Write out again the entries from the first line to the line that includes "Target: large indonesian flag", keeping both of those lines.

--- Records supplied Enclosed Below ---

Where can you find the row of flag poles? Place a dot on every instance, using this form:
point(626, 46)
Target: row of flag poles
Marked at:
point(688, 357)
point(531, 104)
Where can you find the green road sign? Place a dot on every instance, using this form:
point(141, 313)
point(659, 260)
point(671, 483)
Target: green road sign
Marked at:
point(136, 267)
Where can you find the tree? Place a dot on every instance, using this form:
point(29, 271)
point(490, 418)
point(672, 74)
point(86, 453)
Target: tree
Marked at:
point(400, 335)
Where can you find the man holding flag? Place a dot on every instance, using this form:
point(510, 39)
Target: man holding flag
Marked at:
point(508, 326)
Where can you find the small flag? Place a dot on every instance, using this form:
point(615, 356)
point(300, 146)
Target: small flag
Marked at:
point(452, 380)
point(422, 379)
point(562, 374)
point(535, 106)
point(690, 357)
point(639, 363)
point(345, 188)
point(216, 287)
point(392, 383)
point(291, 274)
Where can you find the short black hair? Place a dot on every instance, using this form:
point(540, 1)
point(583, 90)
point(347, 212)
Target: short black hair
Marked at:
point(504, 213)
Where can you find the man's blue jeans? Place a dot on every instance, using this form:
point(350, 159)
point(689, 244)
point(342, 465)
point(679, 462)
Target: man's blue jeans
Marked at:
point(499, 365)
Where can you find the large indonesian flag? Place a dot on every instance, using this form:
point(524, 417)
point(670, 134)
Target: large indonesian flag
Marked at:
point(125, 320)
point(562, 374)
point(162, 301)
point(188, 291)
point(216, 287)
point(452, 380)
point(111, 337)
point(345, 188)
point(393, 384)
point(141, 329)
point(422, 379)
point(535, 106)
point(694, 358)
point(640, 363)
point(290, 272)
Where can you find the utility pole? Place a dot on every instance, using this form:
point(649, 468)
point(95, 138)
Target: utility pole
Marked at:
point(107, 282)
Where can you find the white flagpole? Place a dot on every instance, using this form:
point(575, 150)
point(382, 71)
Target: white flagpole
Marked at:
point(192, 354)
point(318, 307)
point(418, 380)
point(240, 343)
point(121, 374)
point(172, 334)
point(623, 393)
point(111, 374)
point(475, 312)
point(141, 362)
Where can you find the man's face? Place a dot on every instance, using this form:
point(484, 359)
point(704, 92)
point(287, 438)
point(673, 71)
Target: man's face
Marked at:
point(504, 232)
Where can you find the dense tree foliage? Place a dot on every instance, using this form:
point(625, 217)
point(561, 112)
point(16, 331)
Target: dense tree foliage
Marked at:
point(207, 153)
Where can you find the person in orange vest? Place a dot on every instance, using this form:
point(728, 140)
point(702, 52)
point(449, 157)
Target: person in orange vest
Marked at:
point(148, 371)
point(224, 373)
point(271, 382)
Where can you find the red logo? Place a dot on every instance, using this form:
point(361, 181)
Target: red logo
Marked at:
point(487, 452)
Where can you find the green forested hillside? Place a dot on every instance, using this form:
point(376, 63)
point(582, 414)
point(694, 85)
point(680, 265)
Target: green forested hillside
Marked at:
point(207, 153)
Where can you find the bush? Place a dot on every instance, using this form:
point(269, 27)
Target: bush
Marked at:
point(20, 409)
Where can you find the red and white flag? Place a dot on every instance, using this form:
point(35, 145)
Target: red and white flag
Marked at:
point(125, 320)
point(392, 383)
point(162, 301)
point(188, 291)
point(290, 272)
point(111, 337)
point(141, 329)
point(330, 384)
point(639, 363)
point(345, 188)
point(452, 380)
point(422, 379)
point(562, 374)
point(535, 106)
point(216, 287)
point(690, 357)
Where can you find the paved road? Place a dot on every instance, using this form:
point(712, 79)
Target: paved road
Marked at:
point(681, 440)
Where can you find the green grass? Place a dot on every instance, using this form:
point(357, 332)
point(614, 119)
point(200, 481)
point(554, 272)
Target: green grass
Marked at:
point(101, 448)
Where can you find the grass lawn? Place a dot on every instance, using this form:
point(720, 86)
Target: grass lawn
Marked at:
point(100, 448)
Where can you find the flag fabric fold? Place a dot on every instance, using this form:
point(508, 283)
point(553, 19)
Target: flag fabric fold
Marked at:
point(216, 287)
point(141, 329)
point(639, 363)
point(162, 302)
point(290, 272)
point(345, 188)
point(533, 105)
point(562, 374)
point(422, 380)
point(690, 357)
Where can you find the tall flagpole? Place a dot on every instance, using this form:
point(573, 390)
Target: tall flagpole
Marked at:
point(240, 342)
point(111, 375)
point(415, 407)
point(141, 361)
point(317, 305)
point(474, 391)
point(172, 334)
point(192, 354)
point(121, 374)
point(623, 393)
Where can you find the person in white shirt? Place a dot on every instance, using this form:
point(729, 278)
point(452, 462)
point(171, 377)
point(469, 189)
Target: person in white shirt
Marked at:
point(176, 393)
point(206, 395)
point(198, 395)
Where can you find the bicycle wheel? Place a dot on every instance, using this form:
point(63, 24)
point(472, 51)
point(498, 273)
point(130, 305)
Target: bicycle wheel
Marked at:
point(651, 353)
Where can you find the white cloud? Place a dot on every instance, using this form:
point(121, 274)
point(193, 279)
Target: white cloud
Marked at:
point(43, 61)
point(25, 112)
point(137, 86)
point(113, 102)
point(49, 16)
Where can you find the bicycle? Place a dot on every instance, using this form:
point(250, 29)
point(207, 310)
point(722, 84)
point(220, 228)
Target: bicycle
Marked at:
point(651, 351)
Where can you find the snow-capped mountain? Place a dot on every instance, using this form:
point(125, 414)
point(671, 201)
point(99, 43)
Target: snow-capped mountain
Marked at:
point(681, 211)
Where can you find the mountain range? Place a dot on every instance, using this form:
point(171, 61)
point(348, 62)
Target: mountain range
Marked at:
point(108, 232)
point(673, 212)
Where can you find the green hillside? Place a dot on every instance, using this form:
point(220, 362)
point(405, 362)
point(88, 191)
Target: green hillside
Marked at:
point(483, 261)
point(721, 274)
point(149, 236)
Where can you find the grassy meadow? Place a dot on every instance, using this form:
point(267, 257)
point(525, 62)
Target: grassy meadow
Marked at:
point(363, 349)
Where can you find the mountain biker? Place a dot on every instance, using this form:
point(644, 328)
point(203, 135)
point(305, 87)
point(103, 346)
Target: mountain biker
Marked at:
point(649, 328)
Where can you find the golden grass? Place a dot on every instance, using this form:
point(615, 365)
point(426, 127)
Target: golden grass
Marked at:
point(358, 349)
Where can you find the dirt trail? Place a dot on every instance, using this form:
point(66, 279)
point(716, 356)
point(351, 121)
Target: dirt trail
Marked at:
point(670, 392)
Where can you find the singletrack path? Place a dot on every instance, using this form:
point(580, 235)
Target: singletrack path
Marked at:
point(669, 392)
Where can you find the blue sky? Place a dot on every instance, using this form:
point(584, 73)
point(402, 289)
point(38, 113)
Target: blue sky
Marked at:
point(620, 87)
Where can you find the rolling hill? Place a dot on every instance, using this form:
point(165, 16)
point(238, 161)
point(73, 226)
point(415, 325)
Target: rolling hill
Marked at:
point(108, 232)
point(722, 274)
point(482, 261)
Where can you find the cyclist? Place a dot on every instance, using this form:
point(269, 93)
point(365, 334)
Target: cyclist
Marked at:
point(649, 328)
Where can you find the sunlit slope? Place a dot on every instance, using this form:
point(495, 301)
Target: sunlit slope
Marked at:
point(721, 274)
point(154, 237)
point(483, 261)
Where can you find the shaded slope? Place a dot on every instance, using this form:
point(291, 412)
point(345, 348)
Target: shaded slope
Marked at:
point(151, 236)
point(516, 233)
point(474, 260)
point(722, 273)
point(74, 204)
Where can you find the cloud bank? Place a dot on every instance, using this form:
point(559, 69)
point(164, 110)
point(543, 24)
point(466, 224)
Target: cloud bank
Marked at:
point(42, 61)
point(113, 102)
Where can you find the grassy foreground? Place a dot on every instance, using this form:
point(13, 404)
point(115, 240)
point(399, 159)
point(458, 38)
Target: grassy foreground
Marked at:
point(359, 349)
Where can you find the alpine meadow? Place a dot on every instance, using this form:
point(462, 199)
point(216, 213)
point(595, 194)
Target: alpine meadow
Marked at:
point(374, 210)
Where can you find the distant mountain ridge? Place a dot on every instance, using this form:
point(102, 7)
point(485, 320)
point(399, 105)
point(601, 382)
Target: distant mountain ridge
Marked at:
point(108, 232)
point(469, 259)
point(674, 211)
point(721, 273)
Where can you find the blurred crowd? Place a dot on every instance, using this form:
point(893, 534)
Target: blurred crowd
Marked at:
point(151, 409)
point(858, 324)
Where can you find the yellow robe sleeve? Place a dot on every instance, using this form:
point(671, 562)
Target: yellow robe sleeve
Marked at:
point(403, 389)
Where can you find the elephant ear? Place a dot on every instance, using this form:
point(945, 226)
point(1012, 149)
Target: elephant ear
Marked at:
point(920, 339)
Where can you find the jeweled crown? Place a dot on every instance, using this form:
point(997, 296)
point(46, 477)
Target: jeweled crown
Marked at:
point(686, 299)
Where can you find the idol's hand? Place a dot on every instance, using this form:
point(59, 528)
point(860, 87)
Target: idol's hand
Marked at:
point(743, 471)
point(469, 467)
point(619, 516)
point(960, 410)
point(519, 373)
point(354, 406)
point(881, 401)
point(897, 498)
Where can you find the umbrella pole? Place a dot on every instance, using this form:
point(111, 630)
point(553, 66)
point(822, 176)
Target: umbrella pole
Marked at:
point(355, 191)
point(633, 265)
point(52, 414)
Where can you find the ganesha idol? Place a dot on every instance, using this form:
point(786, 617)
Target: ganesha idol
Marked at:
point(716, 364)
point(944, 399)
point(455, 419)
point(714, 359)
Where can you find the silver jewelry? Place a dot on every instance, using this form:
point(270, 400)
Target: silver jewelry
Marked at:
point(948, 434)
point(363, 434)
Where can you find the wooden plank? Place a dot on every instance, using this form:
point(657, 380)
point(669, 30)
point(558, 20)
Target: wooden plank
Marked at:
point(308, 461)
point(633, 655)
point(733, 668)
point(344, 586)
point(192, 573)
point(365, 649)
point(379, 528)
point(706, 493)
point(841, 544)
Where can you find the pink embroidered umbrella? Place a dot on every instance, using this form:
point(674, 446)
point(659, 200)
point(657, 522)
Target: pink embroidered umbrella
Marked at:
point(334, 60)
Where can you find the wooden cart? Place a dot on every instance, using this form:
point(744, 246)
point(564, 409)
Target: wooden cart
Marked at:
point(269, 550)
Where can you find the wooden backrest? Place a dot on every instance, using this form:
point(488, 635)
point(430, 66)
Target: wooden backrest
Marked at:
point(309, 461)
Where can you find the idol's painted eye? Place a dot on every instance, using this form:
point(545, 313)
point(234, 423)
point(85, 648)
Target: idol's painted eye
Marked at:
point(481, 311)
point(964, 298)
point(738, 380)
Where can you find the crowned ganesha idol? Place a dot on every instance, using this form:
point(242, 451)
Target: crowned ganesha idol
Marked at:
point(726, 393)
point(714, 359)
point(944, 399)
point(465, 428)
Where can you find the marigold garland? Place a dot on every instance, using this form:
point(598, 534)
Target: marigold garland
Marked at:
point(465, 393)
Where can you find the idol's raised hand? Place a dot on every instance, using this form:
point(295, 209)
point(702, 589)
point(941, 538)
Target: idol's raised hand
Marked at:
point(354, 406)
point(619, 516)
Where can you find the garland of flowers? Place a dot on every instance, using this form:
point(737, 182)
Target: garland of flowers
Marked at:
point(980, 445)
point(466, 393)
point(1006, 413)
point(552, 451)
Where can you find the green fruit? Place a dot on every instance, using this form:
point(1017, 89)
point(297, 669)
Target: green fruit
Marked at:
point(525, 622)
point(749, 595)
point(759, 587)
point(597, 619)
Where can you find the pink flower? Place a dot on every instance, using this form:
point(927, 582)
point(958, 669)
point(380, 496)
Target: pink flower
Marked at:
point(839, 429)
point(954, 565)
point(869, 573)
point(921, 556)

--- End of Enclosed Records supplied ---

> [Answer box]:
Where can you find the row of flag poles? Place a dot on every instance, using this form:
point(626, 46)
Target: row of flag poles
Marked at:
point(688, 357)
point(531, 104)
Where can you find the green road sign? Place a dot on every instance, using this form:
point(141, 313)
point(659, 260)
point(671, 483)
Target: green road sign
Marked at:
point(136, 267)
Where can you find the tree? Place a dot on every instance, using this form:
point(29, 271)
point(490, 418)
point(672, 74)
point(86, 453)
Target: tree
Marked at:
point(400, 335)
Where can you find the man holding flag? Place a dot on every instance, using this form:
point(510, 39)
Target: man holding flag
Marked at:
point(508, 326)
Where can you find the small flag? Place a dot on every instance, using this form:
point(615, 356)
point(300, 146)
Target: small flag
Marked at:
point(452, 380)
point(422, 379)
point(562, 374)
point(535, 106)
point(690, 357)
point(639, 363)
point(345, 188)
point(216, 287)
point(392, 383)
point(291, 274)
Where can you find the short black hair? Place a dot on every instance, using this form:
point(540, 1)
point(583, 90)
point(347, 212)
Target: short black hair
Marked at:
point(504, 213)
Where can you find the man's blue jeans? Place a dot on every instance, using this form:
point(350, 159)
point(689, 244)
point(342, 465)
point(679, 462)
Target: man's blue jeans
Marked at:
point(499, 365)
Where can you find the large indonesian flag? Place a dot on every instance, using this form:
point(524, 417)
point(670, 134)
Target: large indonesian flag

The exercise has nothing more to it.